Instruções da tarefa:
Reproduza todos os itens abaixo, linha por linha, sem mudar nada.

Registros de uma fonte de dados:
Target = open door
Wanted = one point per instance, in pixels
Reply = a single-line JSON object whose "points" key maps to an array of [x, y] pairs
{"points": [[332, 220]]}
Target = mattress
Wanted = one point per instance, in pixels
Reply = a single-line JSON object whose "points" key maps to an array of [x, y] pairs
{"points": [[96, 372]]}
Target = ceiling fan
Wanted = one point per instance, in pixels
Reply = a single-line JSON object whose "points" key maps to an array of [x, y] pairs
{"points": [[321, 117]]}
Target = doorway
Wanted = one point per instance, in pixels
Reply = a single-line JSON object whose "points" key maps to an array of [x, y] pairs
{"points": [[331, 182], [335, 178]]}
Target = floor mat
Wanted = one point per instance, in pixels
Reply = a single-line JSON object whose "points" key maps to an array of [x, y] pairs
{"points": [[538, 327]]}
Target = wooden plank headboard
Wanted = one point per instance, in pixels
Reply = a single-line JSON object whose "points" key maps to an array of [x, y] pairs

A resposta:
Target = open door
Wanted = one point per instance, in pixels
Reply = a single-line JSON object whose "points" key maps to an array of [x, y] pairs
{"points": [[332, 220]]}
Target = mattress
Wanted = one point per instance, in pixels
Reply = a single-line JSON object whose "points" key maps to an array of [x, y] pairs
{"points": [[96, 372]]}
Target = ceiling fan
Wanted = one point per instance, in pixels
Reply = a single-line JSON object whose "points" key maps to an array of [x, y] pairs
{"points": [[321, 117]]}
Target = doorway
Wanted = one point per instance, in pixels
Reply = a single-line JSON object whose "points" key maps to an array of [x, y] pairs
{"points": [[331, 182], [335, 178]]}
Target = floor mat
Wanted = one point per instance, in pixels
Reply = a single-line JSON object whose "points" key maps to an array of [x, y] pairs
{"points": [[538, 327]]}
Target = wooden plank headboard
Wanted = one point per instance, in pixels
Reply = a single-line JSON object whose "points" key maps to an array of [x, y] pairs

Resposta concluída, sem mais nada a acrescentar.